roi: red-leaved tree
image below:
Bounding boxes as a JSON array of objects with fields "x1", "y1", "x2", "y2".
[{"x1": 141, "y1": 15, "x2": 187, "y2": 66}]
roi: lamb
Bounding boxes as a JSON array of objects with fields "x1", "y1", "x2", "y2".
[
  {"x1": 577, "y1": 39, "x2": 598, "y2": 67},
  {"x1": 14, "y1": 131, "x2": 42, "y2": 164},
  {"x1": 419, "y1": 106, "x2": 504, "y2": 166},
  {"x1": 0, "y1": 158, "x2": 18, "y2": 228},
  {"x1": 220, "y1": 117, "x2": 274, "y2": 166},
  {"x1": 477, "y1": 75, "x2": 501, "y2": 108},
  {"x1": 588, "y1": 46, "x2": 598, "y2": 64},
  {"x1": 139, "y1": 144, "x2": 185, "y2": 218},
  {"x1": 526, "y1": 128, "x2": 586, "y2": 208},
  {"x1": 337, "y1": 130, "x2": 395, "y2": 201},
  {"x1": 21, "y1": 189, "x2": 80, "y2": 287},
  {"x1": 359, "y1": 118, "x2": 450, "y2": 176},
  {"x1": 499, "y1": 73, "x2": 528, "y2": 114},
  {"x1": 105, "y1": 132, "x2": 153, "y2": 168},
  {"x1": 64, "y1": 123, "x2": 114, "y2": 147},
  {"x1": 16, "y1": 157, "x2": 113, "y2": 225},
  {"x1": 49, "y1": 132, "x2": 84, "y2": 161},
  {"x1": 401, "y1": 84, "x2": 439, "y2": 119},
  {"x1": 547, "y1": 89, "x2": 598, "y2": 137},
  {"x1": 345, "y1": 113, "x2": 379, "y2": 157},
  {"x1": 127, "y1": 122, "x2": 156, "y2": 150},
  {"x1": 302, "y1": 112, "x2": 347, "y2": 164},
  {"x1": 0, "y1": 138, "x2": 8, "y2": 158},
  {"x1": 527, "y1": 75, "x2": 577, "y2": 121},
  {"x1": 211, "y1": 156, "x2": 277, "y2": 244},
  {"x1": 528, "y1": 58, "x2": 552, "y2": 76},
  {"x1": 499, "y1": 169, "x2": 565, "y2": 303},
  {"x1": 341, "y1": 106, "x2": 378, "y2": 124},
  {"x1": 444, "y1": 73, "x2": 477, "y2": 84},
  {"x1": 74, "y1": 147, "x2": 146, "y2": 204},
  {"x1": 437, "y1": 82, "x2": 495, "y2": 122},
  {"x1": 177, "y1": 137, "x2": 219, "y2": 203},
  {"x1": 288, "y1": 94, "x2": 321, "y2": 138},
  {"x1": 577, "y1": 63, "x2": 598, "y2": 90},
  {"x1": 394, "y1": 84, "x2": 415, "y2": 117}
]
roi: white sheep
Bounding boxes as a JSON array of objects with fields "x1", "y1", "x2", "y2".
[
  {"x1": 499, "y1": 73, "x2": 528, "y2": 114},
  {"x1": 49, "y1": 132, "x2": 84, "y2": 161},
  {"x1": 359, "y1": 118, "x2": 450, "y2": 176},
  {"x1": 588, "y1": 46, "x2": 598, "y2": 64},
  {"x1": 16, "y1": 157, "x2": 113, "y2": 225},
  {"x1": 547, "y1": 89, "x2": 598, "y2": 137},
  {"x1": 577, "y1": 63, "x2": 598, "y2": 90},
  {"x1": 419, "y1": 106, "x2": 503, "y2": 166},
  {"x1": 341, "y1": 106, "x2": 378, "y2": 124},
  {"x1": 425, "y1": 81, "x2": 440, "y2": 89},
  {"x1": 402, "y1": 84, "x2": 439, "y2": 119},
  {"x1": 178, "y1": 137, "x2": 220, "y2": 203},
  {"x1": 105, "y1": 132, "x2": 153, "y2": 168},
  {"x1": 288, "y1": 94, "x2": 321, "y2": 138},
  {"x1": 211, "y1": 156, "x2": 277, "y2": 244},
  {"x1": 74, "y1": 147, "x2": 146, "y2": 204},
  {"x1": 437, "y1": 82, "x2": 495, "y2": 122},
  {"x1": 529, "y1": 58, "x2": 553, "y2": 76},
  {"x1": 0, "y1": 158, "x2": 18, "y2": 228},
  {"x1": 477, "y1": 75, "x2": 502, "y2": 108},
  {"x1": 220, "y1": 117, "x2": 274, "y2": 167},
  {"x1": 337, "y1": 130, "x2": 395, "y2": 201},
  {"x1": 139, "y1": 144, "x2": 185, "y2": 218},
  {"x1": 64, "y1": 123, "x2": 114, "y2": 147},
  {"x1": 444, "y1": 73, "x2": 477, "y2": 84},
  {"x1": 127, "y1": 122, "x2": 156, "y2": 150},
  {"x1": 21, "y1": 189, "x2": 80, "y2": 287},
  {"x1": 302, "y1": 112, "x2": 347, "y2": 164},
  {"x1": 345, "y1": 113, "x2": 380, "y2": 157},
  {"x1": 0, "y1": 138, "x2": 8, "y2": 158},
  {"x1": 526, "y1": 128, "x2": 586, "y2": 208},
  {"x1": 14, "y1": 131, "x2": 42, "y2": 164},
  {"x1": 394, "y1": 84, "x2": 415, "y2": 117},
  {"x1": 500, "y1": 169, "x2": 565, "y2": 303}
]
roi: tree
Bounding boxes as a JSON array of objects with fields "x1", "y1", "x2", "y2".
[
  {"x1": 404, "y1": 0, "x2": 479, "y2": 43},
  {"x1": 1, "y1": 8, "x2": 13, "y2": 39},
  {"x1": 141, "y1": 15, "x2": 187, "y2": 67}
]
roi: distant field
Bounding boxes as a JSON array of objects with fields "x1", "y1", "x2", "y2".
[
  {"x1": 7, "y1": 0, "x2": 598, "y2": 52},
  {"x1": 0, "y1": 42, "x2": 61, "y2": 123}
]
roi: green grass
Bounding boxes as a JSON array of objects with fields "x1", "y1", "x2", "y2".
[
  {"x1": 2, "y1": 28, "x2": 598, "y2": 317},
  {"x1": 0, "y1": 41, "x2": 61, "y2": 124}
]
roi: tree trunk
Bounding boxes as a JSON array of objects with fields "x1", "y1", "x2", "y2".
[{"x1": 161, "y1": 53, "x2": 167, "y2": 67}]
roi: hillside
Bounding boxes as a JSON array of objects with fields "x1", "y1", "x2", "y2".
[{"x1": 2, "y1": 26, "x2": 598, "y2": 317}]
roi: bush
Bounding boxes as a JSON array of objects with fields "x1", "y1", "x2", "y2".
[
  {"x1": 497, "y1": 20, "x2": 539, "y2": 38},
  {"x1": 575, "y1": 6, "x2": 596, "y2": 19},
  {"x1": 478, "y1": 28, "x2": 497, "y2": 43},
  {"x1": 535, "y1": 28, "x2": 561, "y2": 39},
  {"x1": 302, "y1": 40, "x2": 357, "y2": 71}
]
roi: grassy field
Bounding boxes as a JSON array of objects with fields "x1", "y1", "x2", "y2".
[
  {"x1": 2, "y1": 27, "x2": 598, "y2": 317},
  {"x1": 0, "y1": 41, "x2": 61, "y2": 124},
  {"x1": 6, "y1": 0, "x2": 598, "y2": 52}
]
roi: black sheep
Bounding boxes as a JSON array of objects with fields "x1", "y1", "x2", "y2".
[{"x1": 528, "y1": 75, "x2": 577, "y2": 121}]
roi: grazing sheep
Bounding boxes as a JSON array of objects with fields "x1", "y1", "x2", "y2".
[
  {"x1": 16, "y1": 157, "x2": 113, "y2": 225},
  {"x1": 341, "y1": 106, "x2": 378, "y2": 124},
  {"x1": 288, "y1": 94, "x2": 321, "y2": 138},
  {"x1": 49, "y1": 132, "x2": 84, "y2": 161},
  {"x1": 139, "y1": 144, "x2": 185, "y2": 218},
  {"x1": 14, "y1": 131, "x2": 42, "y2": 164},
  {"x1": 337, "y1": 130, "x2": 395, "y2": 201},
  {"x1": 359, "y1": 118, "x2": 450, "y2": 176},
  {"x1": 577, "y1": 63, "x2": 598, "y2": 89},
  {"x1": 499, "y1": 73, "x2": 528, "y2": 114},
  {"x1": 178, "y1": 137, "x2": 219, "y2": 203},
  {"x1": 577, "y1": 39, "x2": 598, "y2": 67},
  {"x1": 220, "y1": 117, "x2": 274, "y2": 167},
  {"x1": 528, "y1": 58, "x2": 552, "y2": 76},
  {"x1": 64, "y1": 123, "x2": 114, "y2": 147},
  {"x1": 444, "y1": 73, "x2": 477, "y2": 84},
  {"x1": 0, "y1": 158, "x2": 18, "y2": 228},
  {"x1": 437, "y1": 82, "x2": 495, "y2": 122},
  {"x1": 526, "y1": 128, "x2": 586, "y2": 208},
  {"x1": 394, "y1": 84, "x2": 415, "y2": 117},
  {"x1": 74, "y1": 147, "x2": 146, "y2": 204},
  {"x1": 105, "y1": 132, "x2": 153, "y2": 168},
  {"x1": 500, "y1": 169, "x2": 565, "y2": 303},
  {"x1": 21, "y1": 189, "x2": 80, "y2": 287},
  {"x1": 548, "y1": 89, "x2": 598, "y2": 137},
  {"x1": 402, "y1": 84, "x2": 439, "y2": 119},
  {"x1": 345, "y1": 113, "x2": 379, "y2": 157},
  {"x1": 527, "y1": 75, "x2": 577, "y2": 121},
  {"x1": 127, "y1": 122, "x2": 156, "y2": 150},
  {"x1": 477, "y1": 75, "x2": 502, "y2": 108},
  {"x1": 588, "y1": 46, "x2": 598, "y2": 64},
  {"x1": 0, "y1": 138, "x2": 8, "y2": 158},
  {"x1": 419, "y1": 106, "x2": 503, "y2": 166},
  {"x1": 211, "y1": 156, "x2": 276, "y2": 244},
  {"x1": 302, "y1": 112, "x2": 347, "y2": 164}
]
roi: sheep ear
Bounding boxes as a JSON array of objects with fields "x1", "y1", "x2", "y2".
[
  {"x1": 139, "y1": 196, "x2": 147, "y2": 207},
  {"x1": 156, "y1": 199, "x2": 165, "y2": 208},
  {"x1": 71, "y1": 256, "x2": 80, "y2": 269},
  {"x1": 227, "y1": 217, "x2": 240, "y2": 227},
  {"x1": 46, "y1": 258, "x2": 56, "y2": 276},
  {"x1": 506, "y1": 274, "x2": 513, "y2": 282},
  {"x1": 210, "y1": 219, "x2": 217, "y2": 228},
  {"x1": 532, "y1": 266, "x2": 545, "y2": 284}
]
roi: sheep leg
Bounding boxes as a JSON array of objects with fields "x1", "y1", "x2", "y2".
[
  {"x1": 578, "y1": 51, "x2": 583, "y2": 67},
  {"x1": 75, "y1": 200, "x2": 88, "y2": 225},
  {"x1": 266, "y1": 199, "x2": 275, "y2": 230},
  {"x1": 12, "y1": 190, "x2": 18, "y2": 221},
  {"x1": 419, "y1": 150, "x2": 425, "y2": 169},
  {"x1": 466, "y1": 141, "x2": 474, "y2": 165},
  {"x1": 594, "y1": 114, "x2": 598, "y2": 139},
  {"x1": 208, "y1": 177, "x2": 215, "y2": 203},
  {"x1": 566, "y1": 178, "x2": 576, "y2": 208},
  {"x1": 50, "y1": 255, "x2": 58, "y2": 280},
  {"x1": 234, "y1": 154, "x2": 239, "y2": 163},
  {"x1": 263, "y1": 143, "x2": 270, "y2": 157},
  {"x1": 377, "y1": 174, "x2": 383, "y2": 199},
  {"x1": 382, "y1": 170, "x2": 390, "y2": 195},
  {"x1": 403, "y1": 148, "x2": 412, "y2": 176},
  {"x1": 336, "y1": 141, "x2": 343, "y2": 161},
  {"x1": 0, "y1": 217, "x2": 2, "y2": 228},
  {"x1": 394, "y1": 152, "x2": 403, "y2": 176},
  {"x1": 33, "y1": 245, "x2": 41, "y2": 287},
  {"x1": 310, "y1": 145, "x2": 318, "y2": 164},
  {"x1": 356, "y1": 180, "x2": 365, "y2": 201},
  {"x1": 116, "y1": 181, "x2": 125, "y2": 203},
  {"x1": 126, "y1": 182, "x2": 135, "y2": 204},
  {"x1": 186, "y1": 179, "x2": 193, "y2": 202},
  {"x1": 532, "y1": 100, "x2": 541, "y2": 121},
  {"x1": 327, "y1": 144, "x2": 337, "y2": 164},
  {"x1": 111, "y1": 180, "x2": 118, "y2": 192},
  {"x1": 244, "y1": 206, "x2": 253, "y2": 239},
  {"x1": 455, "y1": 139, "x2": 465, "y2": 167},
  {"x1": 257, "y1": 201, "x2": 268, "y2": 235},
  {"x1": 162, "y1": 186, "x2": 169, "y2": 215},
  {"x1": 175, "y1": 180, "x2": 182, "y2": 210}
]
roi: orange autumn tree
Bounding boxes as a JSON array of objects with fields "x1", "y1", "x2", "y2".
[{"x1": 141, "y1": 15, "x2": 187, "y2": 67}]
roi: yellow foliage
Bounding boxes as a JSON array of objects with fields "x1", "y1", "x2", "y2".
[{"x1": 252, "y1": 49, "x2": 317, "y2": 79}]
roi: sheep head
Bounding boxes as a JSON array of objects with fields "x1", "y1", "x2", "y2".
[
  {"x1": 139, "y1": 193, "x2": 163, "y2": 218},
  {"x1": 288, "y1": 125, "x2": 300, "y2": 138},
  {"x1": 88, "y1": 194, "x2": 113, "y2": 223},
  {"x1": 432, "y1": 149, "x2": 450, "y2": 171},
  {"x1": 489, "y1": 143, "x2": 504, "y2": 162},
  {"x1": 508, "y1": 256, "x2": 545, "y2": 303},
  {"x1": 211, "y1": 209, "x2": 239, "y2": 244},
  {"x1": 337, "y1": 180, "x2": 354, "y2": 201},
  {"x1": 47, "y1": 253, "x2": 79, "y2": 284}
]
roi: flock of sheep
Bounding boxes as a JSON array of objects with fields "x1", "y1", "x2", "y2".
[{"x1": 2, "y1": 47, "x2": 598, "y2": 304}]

------------------------------------------------------------

Each line from the first line of the listing through the line containing "roi: white sheep" must be set down exactly; no other line belongs in the answer.

◆ Written answer
roi: red-leaved tree
image below:
Bounding boxes as a JSON array of objects with fields "x1", "y1", "x2", "y2".
[{"x1": 141, "y1": 15, "x2": 187, "y2": 66}]
roi: lamb
Bounding boxes as a JSON array of objects with fields "x1", "y1", "x2", "y2".
[
  {"x1": 577, "y1": 39, "x2": 598, "y2": 67},
  {"x1": 14, "y1": 131, "x2": 42, "y2": 164},
  {"x1": 419, "y1": 106, "x2": 504, "y2": 166},
  {"x1": 0, "y1": 158, "x2": 18, "y2": 228},
  {"x1": 220, "y1": 117, "x2": 274, "y2": 166},
  {"x1": 477, "y1": 75, "x2": 501, "y2": 108},
  {"x1": 588, "y1": 46, "x2": 598, "y2": 64},
  {"x1": 139, "y1": 144, "x2": 185, "y2": 218},
  {"x1": 526, "y1": 128, "x2": 586, "y2": 208},
  {"x1": 337, "y1": 130, "x2": 395, "y2": 201},
  {"x1": 21, "y1": 189, "x2": 80, "y2": 287},
  {"x1": 359, "y1": 118, "x2": 450, "y2": 176},
  {"x1": 499, "y1": 73, "x2": 528, "y2": 114},
  {"x1": 105, "y1": 132, "x2": 153, "y2": 168},
  {"x1": 64, "y1": 123, "x2": 114, "y2": 147},
  {"x1": 16, "y1": 157, "x2": 113, "y2": 225},
  {"x1": 49, "y1": 132, "x2": 84, "y2": 161},
  {"x1": 401, "y1": 84, "x2": 439, "y2": 119},
  {"x1": 547, "y1": 89, "x2": 598, "y2": 137},
  {"x1": 345, "y1": 113, "x2": 379, "y2": 157},
  {"x1": 127, "y1": 122, "x2": 156, "y2": 150},
  {"x1": 302, "y1": 112, "x2": 347, "y2": 164},
  {"x1": 0, "y1": 138, "x2": 8, "y2": 158},
  {"x1": 527, "y1": 75, "x2": 577, "y2": 121},
  {"x1": 211, "y1": 156, "x2": 277, "y2": 244},
  {"x1": 528, "y1": 58, "x2": 552, "y2": 76},
  {"x1": 499, "y1": 169, "x2": 565, "y2": 303},
  {"x1": 341, "y1": 106, "x2": 378, "y2": 124},
  {"x1": 444, "y1": 73, "x2": 477, "y2": 84},
  {"x1": 74, "y1": 147, "x2": 146, "y2": 204},
  {"x1": 437, "y1": 82, "x2": 495, "y2": 122},
  {"x1": 177, "y1": 137, "x2": 219, "y2": 203},
  {"x1": 288, "y1": 94, "x2": 321, "y2": 138},
  {"x1": 577, "y1": 63, "x2": 598, "y2": 90},
  {"x1": 394, "y1": 84, "x2": 415, "y2": 117}
]
roi: white sheep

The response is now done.